Start of Task material

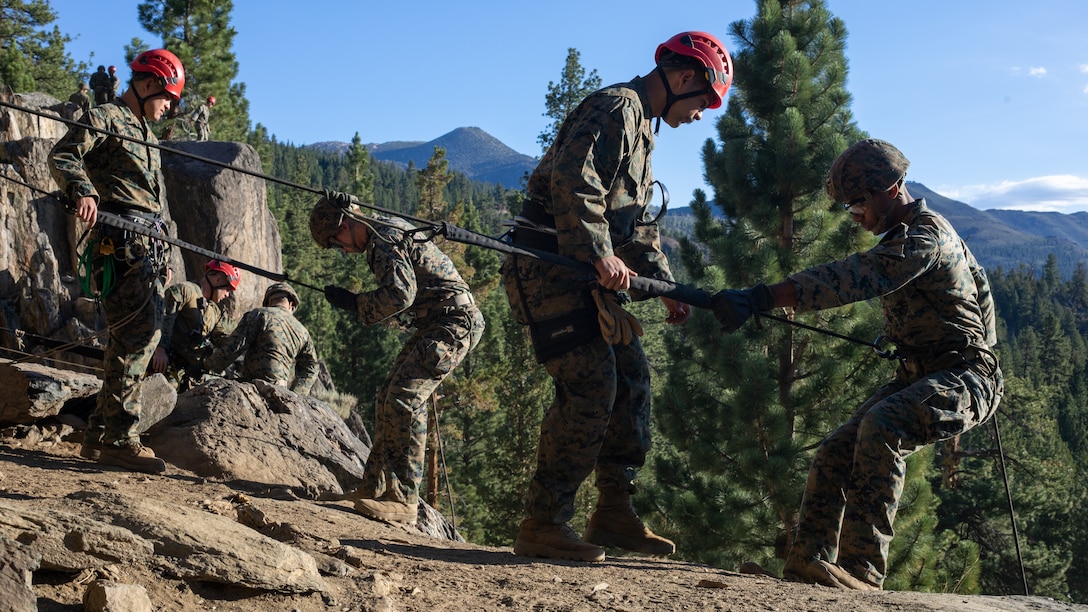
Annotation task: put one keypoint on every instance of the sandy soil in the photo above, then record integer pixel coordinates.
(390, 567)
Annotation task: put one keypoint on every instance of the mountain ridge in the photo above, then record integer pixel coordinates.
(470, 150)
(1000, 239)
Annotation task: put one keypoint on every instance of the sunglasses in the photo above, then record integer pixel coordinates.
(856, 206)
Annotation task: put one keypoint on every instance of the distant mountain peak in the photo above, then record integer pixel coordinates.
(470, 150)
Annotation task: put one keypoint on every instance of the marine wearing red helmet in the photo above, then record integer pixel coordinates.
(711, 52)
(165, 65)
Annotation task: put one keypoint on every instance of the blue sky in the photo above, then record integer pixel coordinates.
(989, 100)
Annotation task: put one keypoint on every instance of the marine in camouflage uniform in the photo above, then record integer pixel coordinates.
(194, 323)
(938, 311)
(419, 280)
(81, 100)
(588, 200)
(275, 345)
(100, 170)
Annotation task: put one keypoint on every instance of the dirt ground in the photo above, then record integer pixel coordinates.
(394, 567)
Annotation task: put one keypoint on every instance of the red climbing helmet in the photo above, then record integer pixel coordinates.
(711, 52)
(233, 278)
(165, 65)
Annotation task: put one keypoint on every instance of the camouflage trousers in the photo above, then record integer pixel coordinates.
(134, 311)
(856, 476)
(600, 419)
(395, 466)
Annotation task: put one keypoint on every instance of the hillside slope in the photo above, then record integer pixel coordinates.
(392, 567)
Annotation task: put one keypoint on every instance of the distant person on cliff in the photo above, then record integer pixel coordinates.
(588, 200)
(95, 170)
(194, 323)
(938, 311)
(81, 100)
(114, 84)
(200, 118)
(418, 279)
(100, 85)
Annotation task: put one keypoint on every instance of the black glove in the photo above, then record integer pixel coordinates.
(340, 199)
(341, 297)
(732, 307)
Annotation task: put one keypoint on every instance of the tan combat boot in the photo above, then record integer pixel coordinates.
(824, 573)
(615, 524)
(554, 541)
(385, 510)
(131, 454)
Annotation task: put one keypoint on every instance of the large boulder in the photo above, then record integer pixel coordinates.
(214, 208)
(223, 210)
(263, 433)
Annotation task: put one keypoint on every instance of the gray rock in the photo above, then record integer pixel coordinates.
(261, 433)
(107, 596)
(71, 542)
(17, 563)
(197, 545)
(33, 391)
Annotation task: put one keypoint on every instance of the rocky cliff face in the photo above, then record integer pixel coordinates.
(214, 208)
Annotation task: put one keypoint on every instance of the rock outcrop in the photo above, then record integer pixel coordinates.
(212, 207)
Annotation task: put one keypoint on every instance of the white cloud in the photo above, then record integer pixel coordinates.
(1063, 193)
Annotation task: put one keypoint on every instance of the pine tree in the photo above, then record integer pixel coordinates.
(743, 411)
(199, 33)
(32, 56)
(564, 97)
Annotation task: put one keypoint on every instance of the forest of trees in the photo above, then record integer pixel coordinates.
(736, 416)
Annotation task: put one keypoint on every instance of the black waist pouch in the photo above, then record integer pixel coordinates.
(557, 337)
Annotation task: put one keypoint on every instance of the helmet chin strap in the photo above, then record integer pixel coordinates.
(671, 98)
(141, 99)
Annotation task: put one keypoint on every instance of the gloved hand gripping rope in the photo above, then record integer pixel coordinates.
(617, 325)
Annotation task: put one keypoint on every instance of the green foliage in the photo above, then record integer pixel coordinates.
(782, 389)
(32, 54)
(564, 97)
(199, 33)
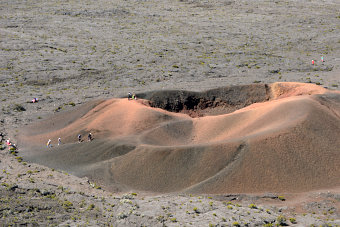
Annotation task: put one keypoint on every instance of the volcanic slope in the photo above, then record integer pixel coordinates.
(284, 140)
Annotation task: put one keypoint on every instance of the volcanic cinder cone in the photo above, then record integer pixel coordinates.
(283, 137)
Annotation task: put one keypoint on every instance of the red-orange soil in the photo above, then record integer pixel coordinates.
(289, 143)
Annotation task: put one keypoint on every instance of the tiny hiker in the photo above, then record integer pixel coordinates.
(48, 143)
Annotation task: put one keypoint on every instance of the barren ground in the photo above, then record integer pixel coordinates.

End of Task material

Directions:
Repeat exactly the lines above, from the line containing "Annotation task: put one keypoint on every instance of the rocky" through the last line of the records, inclusive; omit any pictures.

Exercise answer:
Annotation task: put one keypoint on every instance of the rocky cliff face in the photo above, then record integer pixel coordinates.
(214, 208)
Annotation task: put one keypoint on every instance of the rock outcrop in the photo above, then record integer pixel coordinates.
(212, 207)
Annotation task: put one keypoint on every instance of the white cloud in the photo above, then record integer pixel coordinates.
(1063, 193)
Annotation task: put one keypoint on every instance of the pine tree in the photo above, then record integer pixel coordinates.
(743, 411)
(199, 33)
(32, 56)
(564, 97)
Annotation task: put one keypoint on every instance of the forest of trees in the photo above, then record integer pixel coordinates.
(736, 416)
Annotation task: put one keypoint on every instance of the black waist pouch in the photo above, then record integer pixel coordinates.
(557, 337)
Annotation task: put one keypoint on every instance of the helmet chin strap in the photo above, then record integer pixel coordinates.
(671, 98)
(141, 99)
Annotation task: put one keypoint on every instance of the gloved hand gripping rope in the photo above, then record integer pixel coordinates.
(617, 325)
Annotation task: put one keypoint on every instance of the green foliage in the photo above, then record integer pixel coordinates.
(782, 389)
(32, 54)
(564, 97)
(199, 33)
Annotation task: put one keypoint on every instance of the volcanic slope in the photo above, then record integer pixel coordinates.
(284, 140)
Annotation task: put one keypoint on every instance of the volcanic cinder cone in the photo above, then record integer pixel coordinates.
(283, 137)
Annotation task: put one keypoint on every instance of the red-orange soil in the photo above, then record integer pixel coordinates.
(289, 143)
Annotation task: put one keypoint on every instance of the tiny hiker in the photo above, then record integer pixel coordinates.
(48, 143)
Annotation task: put one keypoint on every instance of the barren ground in the photo above, then record integer pixel coordinates.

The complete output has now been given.